:: Exercise instructions ::
In the article below on Tenet Healthcare's fee request against The Leapfrog Group, what was Leapfrog's revenue in 2024, according to documents filed in the case?

:: Text section ::
= = =

Dive Brief:
- For-profit hospital operator Tenet Healthcare is asking a federal court to force The Leapfrog Group, a nonprofit that posts widely read hospital grades, to pay $10.5 million in attorney’s fees and other legal costs after a judge ruled earlier this year that Leapfrog unfairly deflated the ratings of five Tenet-owned hospitals in Florida.
- In legal documents Friday, Tenet argued Leapfrog should be responsible for the costs of the litigation, arguing the fees are necessary for deterring deceptive practices and amount to a fraction of the financial harm done to its facilities as a result of Leapfrog’s ratings.
- But Tenet’s requested sum is “grotesquely inflated” and would “cast a specter of financial ruin” over Leapfrog, the nonprofit’s attorneys said in a counter filing. Requiring Leapfrog to pay Tenet would also be premature given the company hasn’t exhausted its option to appeal, they said.
Dive Insight:
Twice a year, Leapfrog publishes a set of hospital safety grades that customers can use to assess facilities. The company says its ratings, which include detailed information on infection statistics, safety problems, staffing and more, keep hospitals accountable to the public and are an important tool for healthcare transparency.
One metric that informs Leapfrog’s safety grades is a survey issued to hospitals. Leapfrog says the survey is voluntary. But starting in 2024, five Tenet-owned facilities in Florida — Good Samaritan, Delray Medical Center, Palm Beach Gardens Medical Center, St. Mary’s and West Boca Medical Center — started receiving poor grades after opting not to participate.
Tenet sued Leapfrog last year over the falling scores, arguing its facilities were being penalized for not filling out the survey.
In March, Judge Donald Middlebrooks of Florida’s southern district court agreed, ruling Leapfrog must remove the Tenet facilities’ safety grades. Middlebrooks also required Leapfrog to send corrective disclosures to companies that paid to license the 2024 and 2025 grades, and to correct future contracts and advertising materials.
Now, Tenet is seeking approximately $2 million in attorney’s fees and legal costs for each plaintiff hospital, totalling just shy of $10.5 million.
Leapfrog “should consider itself lucky” that Tenet didn’t ask to recoup more money, said Maggie Gill, the eastern group president of Palm Beach Health Network, a subsidiary of Tenet that includes the plaintiff hospitals. The financial burden on Tenet as a result of Leapfrog’s “punitive, made-up grades” and “targeted bullying campaign” was multiples of what the hospitals are now seeking, she said.
Meanwhile, Leapfrog alleges Tenet’s request is a strategy to tax the nonprofit’s limited resources before Leapfrog is allowed to complete an appeal. The $10.5 million sum is more than Leapfrog’s revenue of $8 million in 2024, according to documents filed in the case.
“Something’s gone awry when hospital corporations owned by Tenet convince a court to muzzle a nonprofit watchdog like Leapfrog, which reports on hospital safety,” Leapfrog’s lead attorney Derek Shaffer said in a statement.

= = =

:: Listed entries ::
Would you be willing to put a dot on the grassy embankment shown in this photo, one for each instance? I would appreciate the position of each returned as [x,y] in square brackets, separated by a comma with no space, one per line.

= = =

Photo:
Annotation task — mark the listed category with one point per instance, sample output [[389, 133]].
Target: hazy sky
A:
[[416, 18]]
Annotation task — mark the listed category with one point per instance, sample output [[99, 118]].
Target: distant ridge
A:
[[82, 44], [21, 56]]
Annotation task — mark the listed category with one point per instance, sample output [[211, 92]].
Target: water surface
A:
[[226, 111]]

= = =

:: Answer to the exercise ::
$8 million.